- **Your instructions**: All of the records below need to be copied exactly.

- **Supplied material**:

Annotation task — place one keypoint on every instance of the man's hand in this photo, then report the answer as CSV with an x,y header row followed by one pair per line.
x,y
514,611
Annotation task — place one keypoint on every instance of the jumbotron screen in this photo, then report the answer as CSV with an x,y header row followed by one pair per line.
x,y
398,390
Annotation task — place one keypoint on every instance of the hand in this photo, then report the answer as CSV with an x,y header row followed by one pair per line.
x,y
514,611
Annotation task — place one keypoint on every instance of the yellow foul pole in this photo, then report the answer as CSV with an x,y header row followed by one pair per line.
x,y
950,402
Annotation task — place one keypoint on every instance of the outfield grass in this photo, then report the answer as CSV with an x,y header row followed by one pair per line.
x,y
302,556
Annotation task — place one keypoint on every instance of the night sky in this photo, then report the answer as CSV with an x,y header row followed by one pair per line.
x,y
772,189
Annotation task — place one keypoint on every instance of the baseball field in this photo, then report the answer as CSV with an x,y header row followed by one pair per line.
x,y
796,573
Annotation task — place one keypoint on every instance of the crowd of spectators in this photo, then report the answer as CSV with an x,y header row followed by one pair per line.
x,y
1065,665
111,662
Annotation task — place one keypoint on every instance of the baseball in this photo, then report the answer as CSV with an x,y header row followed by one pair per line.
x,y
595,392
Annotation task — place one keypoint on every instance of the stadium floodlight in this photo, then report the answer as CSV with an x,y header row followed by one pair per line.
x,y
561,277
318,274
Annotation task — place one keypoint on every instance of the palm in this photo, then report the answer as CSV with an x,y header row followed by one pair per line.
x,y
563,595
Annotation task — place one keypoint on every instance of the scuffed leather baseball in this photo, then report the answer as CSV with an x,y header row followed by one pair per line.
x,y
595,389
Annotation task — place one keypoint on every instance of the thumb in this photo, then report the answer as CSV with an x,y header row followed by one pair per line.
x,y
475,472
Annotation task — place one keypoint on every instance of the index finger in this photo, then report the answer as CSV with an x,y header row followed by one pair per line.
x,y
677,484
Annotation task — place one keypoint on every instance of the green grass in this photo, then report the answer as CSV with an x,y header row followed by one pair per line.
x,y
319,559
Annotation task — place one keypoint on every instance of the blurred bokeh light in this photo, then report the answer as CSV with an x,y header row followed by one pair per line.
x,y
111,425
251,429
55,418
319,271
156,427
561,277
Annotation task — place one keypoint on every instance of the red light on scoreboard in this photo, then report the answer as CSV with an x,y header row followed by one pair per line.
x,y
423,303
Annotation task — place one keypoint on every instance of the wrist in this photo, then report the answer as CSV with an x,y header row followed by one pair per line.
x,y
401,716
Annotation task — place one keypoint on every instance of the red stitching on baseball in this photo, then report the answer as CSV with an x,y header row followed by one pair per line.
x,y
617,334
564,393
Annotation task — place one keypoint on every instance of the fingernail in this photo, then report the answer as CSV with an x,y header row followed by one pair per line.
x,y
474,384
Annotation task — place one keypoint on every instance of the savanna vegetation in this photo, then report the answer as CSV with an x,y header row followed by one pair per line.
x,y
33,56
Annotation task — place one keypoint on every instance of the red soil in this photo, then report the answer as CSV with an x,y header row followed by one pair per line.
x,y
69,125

- **Result for this task**:
Annotation task — place one keypoint on every instance of the man's hand in this photo, then report the answer as CSV with an x,y header row followed by one pair per line.
x,y
514,611
Annotation task — place one keypoint on every instance of the jumbotron screen in this photo, then report the answer as CSV with an x,y header row followed by one pair per line.
x,y
398,390
Annotation task — place one keypoint on every instance of the hand in this photo, then report the answer as CSV with an x,y header row followed by one pair per line.
x,y
514,611
Annotation task — place one keypoint on every instance of the yellow foul pole in this photo, then report the answer as CSV with an x,y header row followed by one pair per line.
x,y
950,402
Annotation task — place one keypoint on every instance of the outfield grass in this photo, then report the answer as CSV with an x,y header row followed by one pair per line.
x,y
302,556
Annotation task — place one keypoint on every instance of the night sky in this photo, then report the answer as CSV with an x,y header row followed by one pair per line.
x,y
772,189
Annotation task — place one keypoint on every instance of the baseball field in this photo, then report the answer as CSV with an x,y header row followed by one pair per line.
x,y
796,573
Annotation task — place one keypoint on every instance of the crowd of spectators in this photo, then report the answer as CSV with an x,y header row followed by one pair per line.
x,y
1065,665
111,662
Annotation task — place one keypoint on every instance of the baseball in this photo, then report the answer as CSV with an x,y header row followed by one pair per line.
x,y
595,392
Annotation task — place one keypoint on every instance of the stadium floodlight in this photo, then report the answer as CSV with an x,y header row followed by one pair per line.
x,y
561,277
318,274
Annotation task — place one keypoint on every instance of the palm in this photo, then report the answer as CSV with an x,y header row followed by one pair per line.
x,y
563,595
Annotation task — place one keypoint on every instance of the scuffed leather baseball in this photo, then report the answer as CSV with an x,y header row followed by one pair per line.
x,y
595,389
Annotation task — place one keypoint on every instance of the thumb in this photo, then report the answer as CSV with an x,y header row followed by one pair per line.
x,y
475,472
Annotation task — place one keypoint on every instance of the index finger in this photo, then report the answer as CSV with an x,y header row followed by one pair per line.
x,y
677,484
Annotation task — place one keypoint on every instance of the green grass in this photo, then report the answer as CSV with an x,y header row followed by one pair per line.
x,y
319,559
Annotation task — place one keypoint on every instance of the blurred bokeh light in this photo, then report the answer as CSV with an x,y header row followed by one pair per line.
x,y
111,425
251,429
55,418
319,271
156,427
561,277
Annotation task — place one keypoint on every instance of the red light on scoreboard in this photo, then report the answer as CSV with an x,y header row followed by one pair per line.
x,y
423,303
Annotation task — place one keypoint on every instance of the wrist in this photo, then report the answer as CSV with an x,y header row followed by one pair per line.
x,y
401,716
Annotation task — place one keypoint on every instance of the red stitching on baseball in this photo, then report the answer as CSV with an x,y header row followed by one pair per line.
x,y
617,334
564,393
Annotation task — place one keypoint on every instance of the fingernail in this photo, then report the answer as CSV with an x,y header row followed by one pair per line.
x,y
474,384
Annotation task — place one keypoint on every instance of the savanna vegetation in this photo, then report the answer as CSV with an x,y header row followed by one pair per line.
x,y
33,56
Annotation task — place one keypoint on every instance of the red soil in this photo, then report the answer as CSV with an x,y header row followed by one pair per line.
x,y
69,125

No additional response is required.